*SUPPLIED ENTRIES*.
──────────────────────────────

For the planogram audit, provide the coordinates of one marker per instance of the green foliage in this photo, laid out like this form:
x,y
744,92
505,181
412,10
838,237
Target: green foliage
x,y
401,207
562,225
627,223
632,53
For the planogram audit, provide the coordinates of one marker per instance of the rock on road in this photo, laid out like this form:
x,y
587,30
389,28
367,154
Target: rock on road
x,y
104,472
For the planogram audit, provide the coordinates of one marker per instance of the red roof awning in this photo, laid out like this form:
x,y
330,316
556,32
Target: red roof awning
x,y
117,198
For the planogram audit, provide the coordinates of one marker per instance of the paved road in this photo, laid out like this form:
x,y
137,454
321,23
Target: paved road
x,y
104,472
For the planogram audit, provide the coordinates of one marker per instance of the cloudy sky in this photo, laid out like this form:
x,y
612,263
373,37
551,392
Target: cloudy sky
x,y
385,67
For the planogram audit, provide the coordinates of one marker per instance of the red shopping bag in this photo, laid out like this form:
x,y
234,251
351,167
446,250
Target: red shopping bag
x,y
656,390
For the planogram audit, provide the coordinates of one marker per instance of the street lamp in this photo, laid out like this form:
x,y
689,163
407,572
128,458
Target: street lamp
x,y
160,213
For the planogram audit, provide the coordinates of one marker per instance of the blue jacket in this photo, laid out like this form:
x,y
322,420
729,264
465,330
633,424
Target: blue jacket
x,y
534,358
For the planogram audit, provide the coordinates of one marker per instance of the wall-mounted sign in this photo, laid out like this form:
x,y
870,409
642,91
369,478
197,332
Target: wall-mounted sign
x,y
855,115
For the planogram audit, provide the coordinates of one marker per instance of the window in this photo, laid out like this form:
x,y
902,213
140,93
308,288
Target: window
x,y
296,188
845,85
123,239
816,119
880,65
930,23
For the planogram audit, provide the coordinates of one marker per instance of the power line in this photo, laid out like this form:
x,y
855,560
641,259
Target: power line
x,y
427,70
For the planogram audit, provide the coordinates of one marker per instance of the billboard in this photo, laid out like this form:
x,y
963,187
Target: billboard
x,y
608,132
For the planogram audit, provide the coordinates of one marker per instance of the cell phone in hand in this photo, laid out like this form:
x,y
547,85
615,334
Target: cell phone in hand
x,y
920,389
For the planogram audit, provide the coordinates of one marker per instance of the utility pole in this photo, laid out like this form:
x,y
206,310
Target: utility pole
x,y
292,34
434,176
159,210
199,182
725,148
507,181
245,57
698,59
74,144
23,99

──────────────────────────────

*ACTIVITY*. Please set down all the data word for word.

*COMPLETED TASK*.
For the planogram audit, provide the coordinates of one marker per instance of the green foliage in this photo, laid out like this form:
x,y
744,92
505,181
412,10
838,237
Target: green foliage
x,y
401,207
562,225
627,223
632,53
For the planogram audit, provide the coordinates of one marker per instance of the rock on road in this photo, laid out like this form:
x,y
587,30
389,28
367,154
Target: rock on road
x,y
104,472
For the planogram audit, provide the coordinates of one marker per instance of the red roof awning in this photo, laid out like this form:
x,y
330,316
556,32
Target: red roof awning
x,y
117,198
For the planogram audit, provide the coordinates of one marker per instance of the paved road in this photo, laid out like this form:
x,y
137,454
321,23
Target: paved road
x,y
104,472
For the planogram audit, provide the coordinates of one marker per instance of the cloudy sky in this photo, laid out like this form:
x,y
612,263
373,37
551,392
Target: cloudy sky
x,y
385,67
For the planogram audit, provide the coordinates of one marker per instance of the red shopping bag in this photo, laid out like this form:
x,y
234,251
351,167
446,250
Target: red shopping bag
x,y
656,390
For the planogram audit, provide the coordinates of one marker per instance of the street lamp in this photo, laid out like this form:
x,y
689,163
407,572
128,458
Target: street lamp
x,y
160,213
For the planogram audit, provide the coordinates of one marker per instance of the blue jacket in this photo, laid out like this form:
x,y
322,420
729,264
465,330
633,424
Target: blue jacket
x,y
534,358
For the planogram audit, provide the coordinates of one marker per instance of the wall-mounted sign in this photo, laid out like this form:
x,y
870,409
642,91
369,478
197,332
Target: wall-mounted sign
x,y
855,115
For the planogram audit, provide the coordinates of one marker per instance of the window in this photo, laid out like this form:
x,y
902,213
140,93
308,288
Target: window
x,y
296,188
845,85
123,239
816,119
880,65
930,23
For the planogram audit, provide the coordinates of one marker per instance of the power line in this photo, laid out like this form:
x,y
855,560
641,259
Target: power line
x,y
427,70
For the planogram audit, provide the coordinates of one marker per instance of the billboard in this photo, laid out like this form:
x,y
963,187
Target: billboard
x,y
608,132
For the planogram audit, provide the coordinates of one marker per instance of the cell phone in hand in this photo, laid out like this form:
x,y
547,85
615,334
Target: cell phone in hand
x,y
920,389
For the planogram audit, provide the coordinates of one marker per instance of the utility pole in this photo, laid out like this form:
x,y
206,310
Target: utility pole
x,y
292,34
434,176
159,210
199,182
725,148
507,181
245,57
698,59
74,144
23,99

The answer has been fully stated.